## Set task
Please copy out every one of the records below word for word, with nothing added, dropped, or changed.

## Data shown

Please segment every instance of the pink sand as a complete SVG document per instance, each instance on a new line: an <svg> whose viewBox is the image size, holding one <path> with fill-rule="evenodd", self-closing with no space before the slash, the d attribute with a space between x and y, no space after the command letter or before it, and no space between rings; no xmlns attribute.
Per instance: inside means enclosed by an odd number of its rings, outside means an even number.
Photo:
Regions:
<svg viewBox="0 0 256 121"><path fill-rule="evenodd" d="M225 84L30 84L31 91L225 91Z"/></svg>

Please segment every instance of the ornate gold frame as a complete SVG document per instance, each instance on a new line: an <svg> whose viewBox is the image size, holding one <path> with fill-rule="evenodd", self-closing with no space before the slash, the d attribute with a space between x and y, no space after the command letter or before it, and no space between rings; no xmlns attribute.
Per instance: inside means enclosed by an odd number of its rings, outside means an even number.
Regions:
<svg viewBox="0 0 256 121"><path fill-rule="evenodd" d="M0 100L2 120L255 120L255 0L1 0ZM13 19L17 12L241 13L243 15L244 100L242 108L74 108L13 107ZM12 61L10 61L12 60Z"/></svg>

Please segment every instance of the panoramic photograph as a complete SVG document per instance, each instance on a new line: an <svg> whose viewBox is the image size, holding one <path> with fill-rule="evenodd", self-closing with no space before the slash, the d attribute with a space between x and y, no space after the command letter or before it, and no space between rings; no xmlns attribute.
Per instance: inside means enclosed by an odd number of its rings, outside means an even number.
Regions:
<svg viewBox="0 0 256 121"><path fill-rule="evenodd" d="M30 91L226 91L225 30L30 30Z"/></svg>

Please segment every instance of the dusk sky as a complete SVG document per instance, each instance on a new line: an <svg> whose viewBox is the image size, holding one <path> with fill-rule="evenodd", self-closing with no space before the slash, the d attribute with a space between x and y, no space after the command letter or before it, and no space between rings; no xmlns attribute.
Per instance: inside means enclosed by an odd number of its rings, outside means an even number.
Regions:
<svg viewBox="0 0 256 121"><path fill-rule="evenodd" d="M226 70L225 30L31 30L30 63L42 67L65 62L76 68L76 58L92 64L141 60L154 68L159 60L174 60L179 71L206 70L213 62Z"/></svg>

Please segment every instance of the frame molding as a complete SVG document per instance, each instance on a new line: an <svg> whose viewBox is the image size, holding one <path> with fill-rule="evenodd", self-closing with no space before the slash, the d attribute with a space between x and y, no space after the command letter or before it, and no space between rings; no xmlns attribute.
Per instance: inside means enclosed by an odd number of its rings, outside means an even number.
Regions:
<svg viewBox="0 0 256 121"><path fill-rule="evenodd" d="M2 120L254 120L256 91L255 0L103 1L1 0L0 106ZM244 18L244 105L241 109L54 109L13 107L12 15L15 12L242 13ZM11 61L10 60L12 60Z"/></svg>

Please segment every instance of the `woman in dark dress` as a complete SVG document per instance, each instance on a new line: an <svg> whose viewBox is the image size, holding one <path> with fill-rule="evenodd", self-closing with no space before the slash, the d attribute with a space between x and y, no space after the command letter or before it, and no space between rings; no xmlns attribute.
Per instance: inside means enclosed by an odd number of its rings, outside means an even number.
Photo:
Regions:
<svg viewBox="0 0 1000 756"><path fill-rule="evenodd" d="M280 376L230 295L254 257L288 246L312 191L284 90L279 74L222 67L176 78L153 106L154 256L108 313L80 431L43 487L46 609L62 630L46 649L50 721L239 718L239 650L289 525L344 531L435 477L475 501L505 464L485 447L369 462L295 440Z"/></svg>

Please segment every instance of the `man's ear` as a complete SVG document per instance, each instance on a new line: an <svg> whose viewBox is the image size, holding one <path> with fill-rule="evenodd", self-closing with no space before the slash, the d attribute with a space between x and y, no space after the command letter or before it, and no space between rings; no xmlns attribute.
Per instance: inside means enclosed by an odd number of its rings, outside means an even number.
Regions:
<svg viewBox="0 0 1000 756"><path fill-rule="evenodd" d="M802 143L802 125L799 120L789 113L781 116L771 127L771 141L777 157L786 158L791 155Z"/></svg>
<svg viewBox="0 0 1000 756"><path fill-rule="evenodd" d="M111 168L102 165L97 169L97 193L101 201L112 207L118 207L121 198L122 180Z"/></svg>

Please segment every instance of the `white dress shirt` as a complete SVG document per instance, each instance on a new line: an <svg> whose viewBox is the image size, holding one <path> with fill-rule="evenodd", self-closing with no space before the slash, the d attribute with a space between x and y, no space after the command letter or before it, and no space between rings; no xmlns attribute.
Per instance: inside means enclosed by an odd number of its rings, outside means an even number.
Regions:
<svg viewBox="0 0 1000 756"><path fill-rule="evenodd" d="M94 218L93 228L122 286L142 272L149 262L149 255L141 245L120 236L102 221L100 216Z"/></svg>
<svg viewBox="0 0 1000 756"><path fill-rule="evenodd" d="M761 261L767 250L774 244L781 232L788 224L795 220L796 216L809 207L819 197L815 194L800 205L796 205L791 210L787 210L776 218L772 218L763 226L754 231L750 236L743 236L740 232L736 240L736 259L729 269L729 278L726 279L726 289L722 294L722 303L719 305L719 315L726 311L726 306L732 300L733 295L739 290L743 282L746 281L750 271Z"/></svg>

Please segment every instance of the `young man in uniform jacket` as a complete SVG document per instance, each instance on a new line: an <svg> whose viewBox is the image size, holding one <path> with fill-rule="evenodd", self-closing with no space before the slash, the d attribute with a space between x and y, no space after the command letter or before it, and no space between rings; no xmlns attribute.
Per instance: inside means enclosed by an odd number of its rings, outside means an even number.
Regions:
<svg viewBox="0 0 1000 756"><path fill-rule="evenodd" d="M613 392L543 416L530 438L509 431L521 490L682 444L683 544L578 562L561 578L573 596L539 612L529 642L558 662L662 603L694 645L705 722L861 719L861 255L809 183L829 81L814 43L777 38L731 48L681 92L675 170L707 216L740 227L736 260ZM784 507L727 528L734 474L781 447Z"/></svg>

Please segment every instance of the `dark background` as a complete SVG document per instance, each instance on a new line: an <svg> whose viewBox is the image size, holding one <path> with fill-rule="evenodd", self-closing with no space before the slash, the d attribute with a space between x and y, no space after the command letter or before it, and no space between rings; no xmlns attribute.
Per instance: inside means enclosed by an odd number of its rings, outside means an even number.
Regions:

## Expected answer
Please segment every instance of the pink sand as a complete SVG document per instance, each instance on a new line: an <svg> whose viewBox is the image size, holding one <path> with fill-rule="evenodd", self-closing with no space before the slash, the d attribute with a space between x and y, no space after the command letter or before it, and no space between rings; no xmlns attribute.
Per instance: inside means enclosed by an odd number of its rings, outside means an even number.
Photo:
Regions:
<svg viewBox="0 0 256 121"><path fill-rule="evenodd" d="M225 84L30 84L31 91L225 91Z"/></svg>

Please segment every instance of the ornate gold frame as a complete SVG document per instance, each instance on a new line: an <svg> whose viewBox is the image size, holding one <path> with fill-rule="evenodd", self-closing with no space before the slash, the d attribute with a space between x and y, no space after the command letter or before it, and no space between rings; no xmlns attribute.
Per instance: inside means enclosed by an odd number of its rings, outside means an even number.
Regions:
<svg viewBox="0 0 256 121"><path fill-rule="evenodd" d="M0 100L2 120L255 120L255 0L1 0ZM13 19L17 12L241 13L243 15L244 100L242 108L74 108L13 107ZM12 61L10 61L12 60Z"/></svg>

Please segment every instance of the panoramic photograph as a complete SVG document per instance, each instance on a new line: an <svg> whose viewBox is the image size, holding one <path> with fill-rule="evenodd", self-closing with no space before the slash, the d attribute with a space between x and y, no space after the command letter or before it, and no space between rings; no xmlns attribute.
Per instance: inside means enclosed by an odd number of its rings, outside means an even number.
Regions:
<svg viewBox="0 0 256 121"><path fill-rule="evenodd" d="M30 91L226 91L225 30L30 30Z"/></svg>

Please segment every instance of the dusk sky as a complete SVG document per instance, each instance on a new line: an <svg> whose viewBox is the image size, holding one <path> with fill-rule="evenodd", self-closing with no space before the slash, the d attribute with a space between x and y, no space after the command letter or before it, and no space between rings; no xmlns attribute.
Per instance: inside means enclosed by an odd number of its rings, outside means an even number.
Regions:
<svg viewBox="0 0 256 121"><path fill-rule="evenodd" d="M226 70L225 30L31 30L30 63L42 67L65 62L76 68L76 58L92 64L141 60L154 68L159 60L174 60L179 71L206 70L213 62Z"/></svg>

Please segment every instance of the frame molding as a complete SVG document per instance, each instance on a new line: an <svg> whose viewBox is the image size, holding one <path> with fill-rule="evenodd", self-closing with no space before the slash, the d attribute with a space between x and y, no space after the command letter or before it, and no space between rings; no xmlns attribute.
Per instance: inside means enclosed by an odd number of its rings, outside means an even number.
Regions:
<svg viewBox="0 0 256 121"><path fill-rule="evenodd" d="M2 120L254 120L256 91L255 0L103 1L1 0L0 106ZM244 18L244 105L241 109L54 109L13 107L12 15L15 12L242 13ZM11 61L10 60L12 60Z"/></svg>

Please segment every instance of the `woman in dark dress` as a complete SVG document per instance, each instance on a new line: an <svg> whose viewBox is the image size, holding one <path> with fill-rule="evenodd", self-closing with no space before the slash, the d attribute with a space between x and y, no space after the command letter or before it, and no space between rings; no xmlns attribute.
Per instance: inside means enclosed by an odd number of its rings, outside means an even number.
Photo:
Regions:
<svg viewBox="0 0 1000 756"><path fill-rule="evenodd" d="M280 376L230 295L254 257L288 246L312 191L284 90L279 74L222 67L176 78L153 106L154 256L108 313L80 431L43 487L46 609L62 630L46 649L50 721L239 718L239 650L289 525L344 531L435 477L475 501L505 464L485 447L369 462L295 440Z"/></svg>

Please segment every instance of the `man's ear` as a complete SVG document per instance, each instance on a new line: an <svg> whose viewBox is the image size, holding one <path> with fill-rule="evenodd", self-closing with no space before the slash, the d attribute with a space between x and y, no space after the command letter or before it, and no space between rings; no xmlns attribute.
Per instance: inside means enclosed by an odd number of its rings, outside means an even number.
Regions:
<svg viewBox="0 0 1000 756"><path fill-rule="evenodd" d="M802 143L802 125L799 120L789 113L781 116L771 127L771 141L777 157L786 158L791 155Z"/></svg>
<svg viewBox="0 0 1000 756"><path fill-rule="evenodd" d="M111 168L102 165L97 169L97 193L101 201L112 207L118 207L121 198L122 180Z"/></svg>

Please segment every instance of the `white dress shirt` as a complete SVG document per instance, each instance on a new line: an <svg> whose viewBox is the image size, holding one <path> with fill-rule="evenodd", self-closing with no space before the slash, the d attribute with a space between x and y, no space after the command letter or before it, and no space between rings; no xmlns attribute.
Per instance: inside means enclosed by an odd number of its rings, outside means an even number.
Regions:
<svg viewBox="0 0 1000 756"><path fill-rule="evenodd" d="M94 218L93 228L122 286L142 272L149 262L149 255L141 245L120 236L102 221L100 216Z"/></svg>
<svg viewBox="0 0 1000 756"><path fill-rule="evenodd" d="M761 261L767 250L774 244L781 232L788 224L795 220L796 216L809 207L819 197L815 194L800 205L796 205L791 210L787 210L776 218L772 218L763 226L754 231L750 236L743 236L740 232L736 240L736 259L729 269L729 278L726 279L726 289L722 294L722 303L719 305L719 315L726 311L726 306L732 300L733 295L739 290L743 282L746 281L750 271Z"/></svg>

Please segment every instance of the `young man in uniform jacket` as a complete SVG document per instance, each instance on a new line: an <svg> whose viewBox is the image size, holding one <path> with fill-rule="evenodd", self-closing with no space before the slash, the d attribute with a space between x and y, no space after the command letter or before it, and no space between rings; no xmlns attribute.
Per instance: inside means enclosed by an odd number of its rings, outside means an even number.
Regions:
<svg viewBox="0 0 1000 756"><path fill-rule="evenodd" d="M613 392L543 416L530 438L509 431L521 490L682 444L683 544L578 562L561 578L573 596L539 612L529 642L558 662L662 603L694 645L705 722L861 719L861 255L809 183L829 81L814 43L777 38L731 48L681 92L675 170L707 216L740 227L736 260ZM784 507L727 528L734 474L781 447Z"/></svg>

Please segment every instance of the `dark background` as a complete SVG document per instance, each instance on a new line: an <svg> whose viewBox is the image size, holding one <path> with fill-rule="evenodd", self-closing with no space before the slash, the d attribute with a space between x and y, no space after the command letter or before it, and no space between rings; no xmlns attribute.
Per instance: inside means enclosed by an odd number of its rings, outside means an even number.
Regions:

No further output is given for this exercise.